_Исходный отрывок_.
:::

В живописи она старалась следовать великому и прекрасному примеру современности — не Пикассо или Браку, а Фернану Леже: видимо, трубы, паровые котлы и механизированные фигуры пролетариев на его картинах соответствовали ее представлениям о коммунизме. Ее друг, молодой французский художник, с которым они часто вместе работали и который иногда оставался на ужин, полностью находился под ее влиянием и писал точно так же, как она.
Я считал Надю сильной личностью, однако продолжение ее жизни стало для меня неожиданностью. Она познакомилась со своим кумиром, Фернаном Леже, покорила его сердце, вышла за него замуж, а затем стала попечительницей его музея в Провансе и наследницей его состояния.
Назидательные, книги
В подборе назидательных книг я был достойным внуком моей бабки Кунатовой[357], и не имеет значения, что ее умственный кругозор был совсем узким, а мой — несколько более широким. Следует пояснить: я читал книги по тысячам разных причин, но к тем из них, которые я называю назидательными, обращался с определенной целью — чтобы духовно укрепиться. Бо́льшая часть современной мне литературы не укрепляла, а ослабляла и потому не годилась для этой цели. По этой же причине я не слишком жаловал романы, да и вообще так называемая художественная литература мне не помогала.

:::

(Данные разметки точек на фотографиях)
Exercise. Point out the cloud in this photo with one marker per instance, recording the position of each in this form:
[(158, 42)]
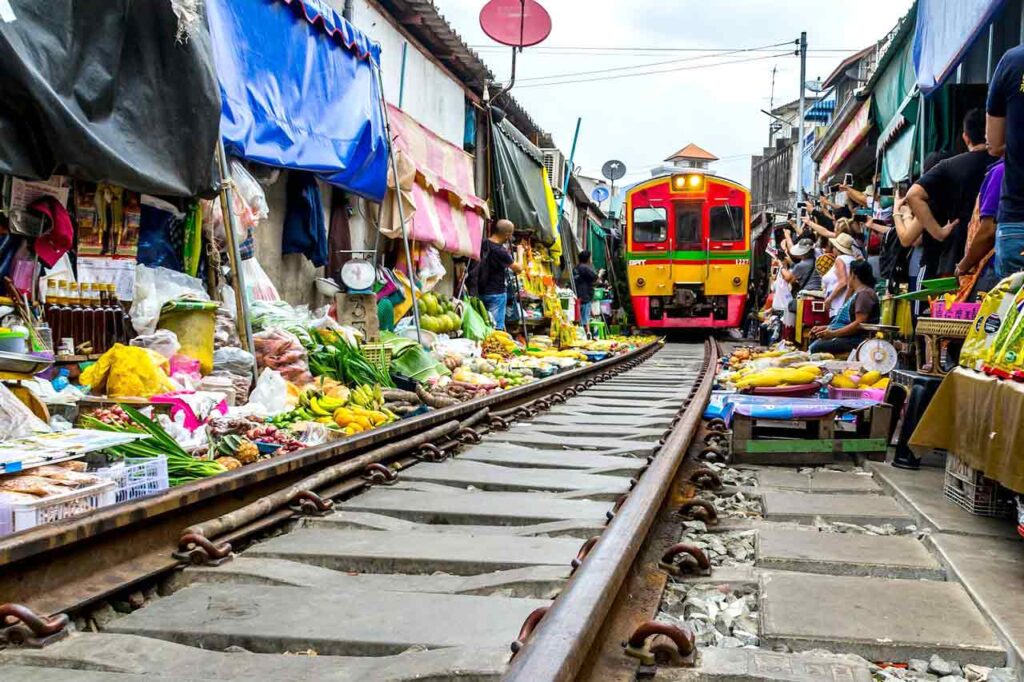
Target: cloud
[(641, 120)]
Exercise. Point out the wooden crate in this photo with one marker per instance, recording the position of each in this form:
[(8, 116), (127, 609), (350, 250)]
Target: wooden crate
[(811, 441)]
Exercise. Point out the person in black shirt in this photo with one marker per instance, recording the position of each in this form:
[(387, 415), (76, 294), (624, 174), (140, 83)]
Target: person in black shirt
[(1006, 138), (496, 260), (584, 278), (943, 199)]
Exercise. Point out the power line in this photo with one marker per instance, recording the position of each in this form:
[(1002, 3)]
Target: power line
[(641, 66), (663, 71), (641, 50)]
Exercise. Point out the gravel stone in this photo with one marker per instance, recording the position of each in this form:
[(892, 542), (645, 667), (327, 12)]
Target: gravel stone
[(939, 666)]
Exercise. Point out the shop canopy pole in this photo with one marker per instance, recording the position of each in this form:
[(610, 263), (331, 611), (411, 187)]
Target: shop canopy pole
[(242, 320), (401, 211), (565, 190)]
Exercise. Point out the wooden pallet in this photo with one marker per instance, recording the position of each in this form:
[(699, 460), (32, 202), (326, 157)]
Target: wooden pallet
[(811, 441)]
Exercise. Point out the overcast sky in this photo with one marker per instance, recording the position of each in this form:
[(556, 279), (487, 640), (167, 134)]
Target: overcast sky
[(642, 119)]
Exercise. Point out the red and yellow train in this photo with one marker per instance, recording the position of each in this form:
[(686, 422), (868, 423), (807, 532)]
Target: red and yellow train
[(688, 251)]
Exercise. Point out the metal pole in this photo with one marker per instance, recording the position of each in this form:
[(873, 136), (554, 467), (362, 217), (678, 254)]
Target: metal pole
[(800, 124), (242, 321), (401, 211), (565, 190)]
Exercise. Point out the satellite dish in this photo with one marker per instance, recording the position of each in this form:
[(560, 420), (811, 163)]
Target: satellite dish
[(613, 170), (515, 23)]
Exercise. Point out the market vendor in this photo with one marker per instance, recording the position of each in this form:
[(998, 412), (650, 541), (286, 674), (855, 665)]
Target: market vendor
[(496, 261), (846, 332)]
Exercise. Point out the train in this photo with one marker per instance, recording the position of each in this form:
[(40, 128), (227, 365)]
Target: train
[(688, 251)]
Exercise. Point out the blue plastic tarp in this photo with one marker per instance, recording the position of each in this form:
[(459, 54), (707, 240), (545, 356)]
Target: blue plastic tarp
[(944, 32), (299, 91)]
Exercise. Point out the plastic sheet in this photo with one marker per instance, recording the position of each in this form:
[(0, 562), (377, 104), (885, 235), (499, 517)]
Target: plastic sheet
[(76, 79), (299, 91)]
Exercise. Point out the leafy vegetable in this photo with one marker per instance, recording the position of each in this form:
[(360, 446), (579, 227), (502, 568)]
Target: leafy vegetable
[(181, 467), (341, 360)]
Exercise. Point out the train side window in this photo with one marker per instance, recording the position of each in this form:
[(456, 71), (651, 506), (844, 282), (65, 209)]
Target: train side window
[(650, 225), (688, 226), (727, 223)]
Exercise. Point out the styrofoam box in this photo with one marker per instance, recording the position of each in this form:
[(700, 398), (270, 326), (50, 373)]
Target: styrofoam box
[(56, 507)]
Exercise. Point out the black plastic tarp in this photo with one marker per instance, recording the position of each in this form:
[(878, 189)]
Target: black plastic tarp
[(103, 90), (519, 179)]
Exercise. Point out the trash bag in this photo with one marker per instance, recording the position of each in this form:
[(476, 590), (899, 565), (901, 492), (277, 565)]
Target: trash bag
[(128, 371), (164, 341)]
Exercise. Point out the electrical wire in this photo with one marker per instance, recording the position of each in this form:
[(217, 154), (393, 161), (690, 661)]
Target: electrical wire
[(650, 73), (648, 50), (640, 66)]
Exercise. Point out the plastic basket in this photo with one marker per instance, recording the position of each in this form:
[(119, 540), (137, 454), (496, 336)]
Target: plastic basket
[(857, 393), (973, 492), (137, 477), (377, 354), (14, 518)]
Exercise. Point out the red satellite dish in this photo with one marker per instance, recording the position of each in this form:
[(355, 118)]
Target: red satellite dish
[(515, 23)]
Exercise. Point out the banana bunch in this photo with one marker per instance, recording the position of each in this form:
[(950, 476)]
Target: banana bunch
[(353, 419), (325, 406), (850, 379), (774, 377)]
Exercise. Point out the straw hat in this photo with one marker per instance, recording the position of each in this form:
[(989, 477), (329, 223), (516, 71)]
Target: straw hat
[(844, 244), (801, 248)]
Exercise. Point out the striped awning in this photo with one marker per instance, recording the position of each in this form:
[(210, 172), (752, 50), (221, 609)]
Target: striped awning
[(820, 112), (438, 190)]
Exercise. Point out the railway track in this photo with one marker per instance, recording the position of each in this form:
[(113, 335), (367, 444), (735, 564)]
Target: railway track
[(424, 556)]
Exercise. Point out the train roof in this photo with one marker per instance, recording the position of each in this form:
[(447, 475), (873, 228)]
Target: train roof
[(687, 171)]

:::

_Что нужно сделать_.
**1)** Переведите на английский язык предложение из отрывка воспоминаний: «Я считал Надю сильной личностью, однако продолжение ее жизни стало для меня неожиданностью».
**2)** Продолжите отрывок воспоминаний о назидательных книгах, начав сразу после его последнего предложения.

_Результаты выполнения_.
**1)** I considered Nadya a strong personality, but the further course of her life came as a surprise to me.

**2)**
Нас укрепляет всё то, что расширяет человека, представляет его как существо многомерное. Нарисованным на бумаге человечкам, живущим в двух измерениях, трудно вообразить, что можно вознестись над плоской поверхностью. Точно так же и мы с определенным трудом воспринимаем мысль, что человек — не только мясо, но и житель неземной сферы, где он пребывает со своей молитвой. Итак, я выбирал благочестивые трактаты разных религий (христианские и нехристианские), труды святого Августина и Эммануила Сведенборга, книгу «Зоар»[358] и другие части каббалы, жития праведников. А также философию, если она была достаточно духовной. В этом смысле мне очень пригождалось знание французского. До войны моим любимым автором был религиозный философ Луи Лавель[359]. После войны — французские богословы, например Гастон Фессар[360]. На английском языке сразу после войны я открыл для себя «The Cloud of Unknowing», то есть «Облако неведения», духовный путеводитель четырнадцатого века.
Живя за границей, я постоянно читал выходящий в Кракове «Знак»[361]. Я находил в нем много материала для размышлений и с уважением относился к сотрудникам этого журнала, быть может, даже не подозревавшим, как далеко простирается его влияние.
В том, что я говорю, можно усмотреть очень прагматичное отношение к истине — ведь мое воображение питалось такими разными, не согласующимися друг с другом текстами. Не стану отрицать, прочитанный мною в школьные годы в Вильно «Религиозный опыт» прагматика Уильяма Джемса произвел на меня сильное впечатление. Однако должен сразу же прибавить, что свойственная прагматикам терпимость вовсе не обязательно ведет к созданию некоей синкретической смеси верований и религий, как это произошло в движении нью-эйдж. Кажется, я сумел от этого уберечься.
К числу назидательных книг я отношу и труды горьких, но, несмотря на это, придающих сил философов. Мне случается читать Шопенгауэра, некоторые сочинения Ницше и Шестова.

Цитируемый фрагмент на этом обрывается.